SHORT PROBLEM: Return every line in the material below that contains the string "outcrop". Matches must agree in case.

INPUT FOR THIS TASK:
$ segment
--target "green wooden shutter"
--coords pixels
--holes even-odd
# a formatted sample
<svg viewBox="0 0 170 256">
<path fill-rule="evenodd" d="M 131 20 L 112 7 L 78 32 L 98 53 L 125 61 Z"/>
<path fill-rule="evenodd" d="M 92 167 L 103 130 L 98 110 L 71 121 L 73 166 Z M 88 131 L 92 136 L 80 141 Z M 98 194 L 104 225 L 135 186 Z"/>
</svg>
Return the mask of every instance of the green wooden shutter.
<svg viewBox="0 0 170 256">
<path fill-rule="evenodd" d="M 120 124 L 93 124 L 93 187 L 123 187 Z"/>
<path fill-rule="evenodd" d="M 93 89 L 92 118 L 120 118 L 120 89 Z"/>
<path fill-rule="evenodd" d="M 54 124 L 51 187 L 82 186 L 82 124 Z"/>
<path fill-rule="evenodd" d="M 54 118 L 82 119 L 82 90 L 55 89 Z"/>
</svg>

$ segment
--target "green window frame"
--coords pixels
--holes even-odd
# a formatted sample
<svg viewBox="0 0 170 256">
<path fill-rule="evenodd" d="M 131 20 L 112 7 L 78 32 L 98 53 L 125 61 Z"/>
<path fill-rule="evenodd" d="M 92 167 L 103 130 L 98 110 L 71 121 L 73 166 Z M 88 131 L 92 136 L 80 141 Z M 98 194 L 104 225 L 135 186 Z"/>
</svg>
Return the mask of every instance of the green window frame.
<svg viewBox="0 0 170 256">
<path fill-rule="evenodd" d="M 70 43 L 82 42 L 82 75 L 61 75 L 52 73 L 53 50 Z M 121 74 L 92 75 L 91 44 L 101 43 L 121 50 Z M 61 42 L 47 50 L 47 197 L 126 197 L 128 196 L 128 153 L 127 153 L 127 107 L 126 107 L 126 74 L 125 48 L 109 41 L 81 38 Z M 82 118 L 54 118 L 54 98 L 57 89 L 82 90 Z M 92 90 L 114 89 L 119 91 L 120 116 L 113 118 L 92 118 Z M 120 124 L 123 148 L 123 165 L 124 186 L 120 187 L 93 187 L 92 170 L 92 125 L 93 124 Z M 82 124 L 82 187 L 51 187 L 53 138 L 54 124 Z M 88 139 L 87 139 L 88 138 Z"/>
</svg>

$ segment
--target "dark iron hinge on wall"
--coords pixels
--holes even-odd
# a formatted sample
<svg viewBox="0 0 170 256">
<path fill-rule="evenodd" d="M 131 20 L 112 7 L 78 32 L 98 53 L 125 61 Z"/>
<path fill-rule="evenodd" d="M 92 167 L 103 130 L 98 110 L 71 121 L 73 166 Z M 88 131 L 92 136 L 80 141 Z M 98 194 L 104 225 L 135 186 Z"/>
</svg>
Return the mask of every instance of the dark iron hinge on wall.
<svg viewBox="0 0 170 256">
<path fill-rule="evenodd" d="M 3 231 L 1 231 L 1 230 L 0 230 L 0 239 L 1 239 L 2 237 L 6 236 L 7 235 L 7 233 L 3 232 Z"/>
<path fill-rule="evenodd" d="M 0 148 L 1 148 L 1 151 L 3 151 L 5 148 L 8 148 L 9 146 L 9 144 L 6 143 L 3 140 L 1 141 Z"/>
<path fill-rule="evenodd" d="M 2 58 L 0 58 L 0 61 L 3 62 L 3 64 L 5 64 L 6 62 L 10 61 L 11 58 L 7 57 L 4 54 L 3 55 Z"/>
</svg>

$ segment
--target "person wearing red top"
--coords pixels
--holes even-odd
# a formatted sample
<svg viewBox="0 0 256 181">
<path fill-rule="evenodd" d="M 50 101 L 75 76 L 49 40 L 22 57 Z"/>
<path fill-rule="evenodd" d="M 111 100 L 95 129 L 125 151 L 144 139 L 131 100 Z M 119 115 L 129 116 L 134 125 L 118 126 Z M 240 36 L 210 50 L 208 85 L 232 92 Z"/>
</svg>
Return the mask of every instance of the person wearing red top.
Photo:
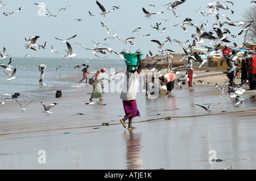
<svg viewBox="0 0 256 181">
<path fill-rule="evenodd" d="M 166 86 L 167 87 L 167 94 L 171 94 L 171 92 L 174 87 L 174 81 L 176 78 L 175 74 L 170 73 L 163 76 L 160 77 L 159 78 L 161 81 L 161 85 L 166 85 Z"/>
<path fill-rule="evenodd" d="M 223 61 L 224 61 L 224 60 L 226 60 L 226 61 L 228 61 L 228 60 L 226 60 L 226 58 L 229 55 L 229 54 L 230 54 L 230 50 L 229 49 L 229 48 L 228 48 L 228 45 L 225 45 L 225 48 L 222 50 L 223 57 L 221 60 L 220 68 L 221 68 L 222 66 L 222 64 L 223 64 Z"/>
<path fill-rule="evenodd" d="M 250 90 L 256 90 L 256 55 L 251 56 L 249 64 Z"/>
</svg>

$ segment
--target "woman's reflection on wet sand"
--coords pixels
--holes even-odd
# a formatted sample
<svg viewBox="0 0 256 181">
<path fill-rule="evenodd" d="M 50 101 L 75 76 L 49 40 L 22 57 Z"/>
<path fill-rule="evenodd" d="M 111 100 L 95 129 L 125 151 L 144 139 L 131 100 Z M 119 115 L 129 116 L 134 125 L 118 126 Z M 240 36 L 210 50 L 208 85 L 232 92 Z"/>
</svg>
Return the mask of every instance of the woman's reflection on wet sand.
<svg viewBox="0 0 256 181">
<path fill-rule="evenodd" d="M 124 134 L 126 138 L 127 169 L 143 169 L 140 150 L 141 134 L 134 133 L 131 130 L 125 131 Z"/>
</svg>

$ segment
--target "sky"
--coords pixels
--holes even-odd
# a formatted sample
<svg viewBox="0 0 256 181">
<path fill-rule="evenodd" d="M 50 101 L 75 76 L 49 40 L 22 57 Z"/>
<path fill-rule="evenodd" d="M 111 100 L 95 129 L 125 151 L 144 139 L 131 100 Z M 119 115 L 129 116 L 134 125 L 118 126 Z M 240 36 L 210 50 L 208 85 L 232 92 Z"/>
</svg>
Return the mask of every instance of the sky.
<svg viewBox="0 0 256 181">
<path fill-rule="evenodd" d="M 234 4 L 225 2 L 225 1 L 219 1 L 230 7 L 229 10 L 220 9 L 217 11 L 219 14 L 221 22 L 226 21 L 226 18 L 221 15 L 229 16 L 233 22 L 240 21 L 243 18 L 241 15 L 244 13 L 245 10 L 249 7 L 255 6 L 255 3 L 251 3 L 250 0 L 232 1 Z M 167 40 L 166 37 L 170 36 L 172 39 L 176 39 L 181 42 L 185 42 L 188 40 L 184 47 L 187 48 L 189 44 L 192 43 L 193 39 L 191 37 L 192 33 L 196 33 L 196 28 L 184 25 L 188 31 L 184 33 L 180 26 L 174 26 L 179 23 L 181 23 L 186 18 L 192 19 L 192 23 L 201 26 L 202 22 L 206 23 L 208 20 L 207 27 L 204 26 L 206 31 L 212 30 L 212 25 L 216 23 L 216 19 L 214 16 L 203 16 L 197 14 L 195 11 L 199 8 L 199 11 L 204 11 L 207 14 L 212 9 L 207 8 L 209 3 L 213 2 L 212 0 L 187 0 L 184 3 L 180 5 L 175 9 L 177 15 L 180 15 L 174 18 L 172 11 L 169 11 L 163 5 L 168 4 L 172 1 L 117 1 L 117 0 L 98 0 L 98 2 L 105 7 L 106 10 L 113 9 L 113 6 L 119 6 L 119 9 L 115 10 L 106 14 L 105 16 L 100 15 L 101 10 L 96 4 L 94 0 L 55 0 L 55 1 L 36 1 L 36 0 L 2 0 L 5 6 L 0 7 L 0 21 L 1 28 L 0 28 L 0 50 L 2 51 L 3 47 L 6 49 L 6 54 L 12 57 L 24 57 L 27 54 L 31 54 L 37 57 L 63 57 L 67 53 L 64 49 L 67 49 L 65 43 L 57 40 L 55 37 L 66 39 L 77 35 L 76 37 L 70 39 L 68 42 L 73 48 L 73 51 L 77 54 L 76 58 L 86 59 L 91 57 L 95 58 L 92 50 L 83 49 L 81 46 L 78 46 L 75 43 L 81 44 L 85 48 L 94 48 L 94 44 L 103 43 L 108 45 L 98 45 L 99 48 L 112 48 L 118 52 L 121 52 L 125 49 L 127 51 L 134 52 L 139 49 L 144 54 L 148 54 L 148 51 L 151 50 L 154 54 L 159 54 L 160 49 L 155 42 L 151 40 L 158 40 L 163 43 Z M 47 9 L 53 15 L 57 16 L 48 16 L 44 15 L 44 9 L 38 7 L 34 3 L 43 3 Z M 149 6 L 148 3 L 154 5 L 157 7 Z M 67 7 L 66 10 L 60 10 L 61 8 Z M 8 16 L 5 16 L 3 12 L 11 11 L 15 11 L 19 7 L 22 9 L 19 12 L 16 12 Z M 162 14 L 152 15 L 150 19 L 144 16 L 146 14 L 142 11 L 144 7 L 147 11 L 151 12 L 163 12 Z M 234 11 L 234 15 L 230 15 L 231 11 Z M 90 16 L 89 11 L 95 16 Z M 48 13 L 46 11 L 46 13 Z M 84 18 L 82 21 L 78 22 L 75 19 Z M 168 19 L 164 22 L 163 19 Z M 112 33 L 107 33 L 106 28 L 101 28 L 101 23 L 105 25 L 113 31 Z M 160 32 L 160 31 L 152 28 L 156 23 L 160 23 L 160 28 L 166 28 L 166 31 Z M 238 25 L 237 23 L 236 24 Z M 139 31 L 133 32 L 137 28 L 140 27 Z M 238 36 L 237 34 L 242 29 L 242 27 L 236 26 L 232 27 L 225 24 L 221 28 L 228 28 L 231 34 L 227 34 L 228 39 L 231 43 L 229 45 L 233 45 L 233 43 L 237 44 L 242 44 L 244 40 L 244 35 Z M 203 32 L 204 31 L 203 31 Z M 127 44 L 124 41 L 119 40 L 113 36 L 113 33 L 117 33 L 120 37 L 121 40 L 125 40 L 130 37 L 134 37 L 133 41 L 135 45 L 130 47 L 130 44 Z M 141 37 L 138 35 L 150 34 L 148 36 Z M 232 41 L 231 35 L 235 35 L 237 39 Z M 37 40 L 37 44 L 44 44 L 47 42 L 46 49 L 36 48 L 36 51 L 30 49 L 26 49 L 26 43 L 24 38 L 29 39 L 30 37 L 39 35 L 40 37 Z M 216 33 L 213 34 L 216 36 Z M 109 38 L 106 40 L 106 37 Z M 209 40 L 204 40 L 205 42 L 203 45 L 212 47 Z M 226 43 L 224 43 L 224 44 Z M 51 46 L 60 53 L 52 53 Z M 161 50 L 171 49 L 175 53 L 183 53 L 182 47 L 179 47 L 176 42 L 171 44 L 166 42 Z M 108 56 L 108 58 L 113 59 L 119 59 L 120 58 L 115 54 L 110 54 L 106 52 L 106 54 L 98 53 L 97 55 L 101 57 Z"/>
</svg>

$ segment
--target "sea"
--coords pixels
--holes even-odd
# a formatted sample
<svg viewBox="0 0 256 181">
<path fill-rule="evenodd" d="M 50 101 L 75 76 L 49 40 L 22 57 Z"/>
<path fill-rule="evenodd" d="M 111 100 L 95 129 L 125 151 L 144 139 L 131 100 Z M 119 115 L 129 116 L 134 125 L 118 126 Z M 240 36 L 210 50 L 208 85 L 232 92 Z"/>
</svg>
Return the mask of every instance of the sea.
<svg viewBox="0 0 256 181">
<path fill-rule="evenodd" d="M 10 57 L 1 61 L 1 64 L 7 65 Z M 47 99 L 49 95 L 57 90 L 64 90 L 78 87 L 78 82 L 82 78 L 83 68 L 75 68 L 77 65 L 85 64 L 89 65 L 88 71 L 90 77 L 101 68 L 106 69 L 106 73 L 110 73 L 110 69 L 123 70 L 126 68 L 125 62 L 122 60 L 113 60 L 98 58 L 69 58 L 48 57 L 11 57 L 11 72 L 14 68 L 16 71 L 16 78 L 7 81 L 8 76 L 3 71 L 0 71 L 0 102 L 9 96 L 13 96 L 15 93 L 19 93 L 19 99 L 23 100 Z M 41 72 L 39 66 L 46 65 L 45 69 L 44 85 L 39 85 Z M 56 70 L 56 68 L 58 68 Z M 1 70 L 1 69 L 0 69 Z M 69 77 L 77 76 L 77 81 L 68 81 Z M 67 79 L 66 79 L 67 78 Z M 81 85 L 85 83 L 82 82 Z M 6 101 L 6 100 L 5 100 Z"/>
</svg>

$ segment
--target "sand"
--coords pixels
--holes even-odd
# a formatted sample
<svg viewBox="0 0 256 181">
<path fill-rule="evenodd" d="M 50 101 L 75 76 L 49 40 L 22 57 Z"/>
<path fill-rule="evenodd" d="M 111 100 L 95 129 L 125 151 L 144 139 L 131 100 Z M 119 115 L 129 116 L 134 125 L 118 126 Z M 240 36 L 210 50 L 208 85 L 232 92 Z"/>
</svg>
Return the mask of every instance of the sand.
<svg viewBox="0 0 256 181">
<path fill-rule="evenodd" d="M 255 91 L 245 86 L 241 97 L 249 99 L 237 108 L 215 87 L 228 80 L 225 74 L 194 73 L 192 82 L 197 83 L 192 90 L 187 82 L 157 99 L 138 92 L 141 117 L 134 119 L 137 128 L 131 131 L 119 122 L 124 116 L 120 93 L 105 92 L 103 101 L 94 100 L 106 106 L 86 104 L 92 86 L 85 82 L 63 91 L 60 98 L 53 92 L 43 100 L 58 103 L 48 117 L 39 101 L 24 113 L 15 100 L 7 102 L 0 108 L 0 169 L 255 169 L 256 100 L 249 99 Z M 74 82 L 81 78 L 70 78 Z M 203 79 L 204 84 L 197 82 Z M 210 113 L 195 105 L 210 103 Z"/>
</svg>

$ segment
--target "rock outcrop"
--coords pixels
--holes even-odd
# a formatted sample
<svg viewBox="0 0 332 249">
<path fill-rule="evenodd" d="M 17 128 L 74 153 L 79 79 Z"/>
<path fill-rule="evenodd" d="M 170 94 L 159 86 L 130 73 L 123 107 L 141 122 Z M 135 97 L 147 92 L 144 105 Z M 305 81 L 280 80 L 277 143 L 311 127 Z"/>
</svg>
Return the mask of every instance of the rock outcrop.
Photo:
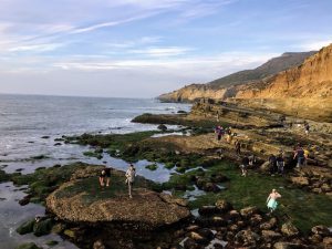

TASK RESPONSE:
--target "rock outcrop"
Return the mask of every instance of the rock outcrop.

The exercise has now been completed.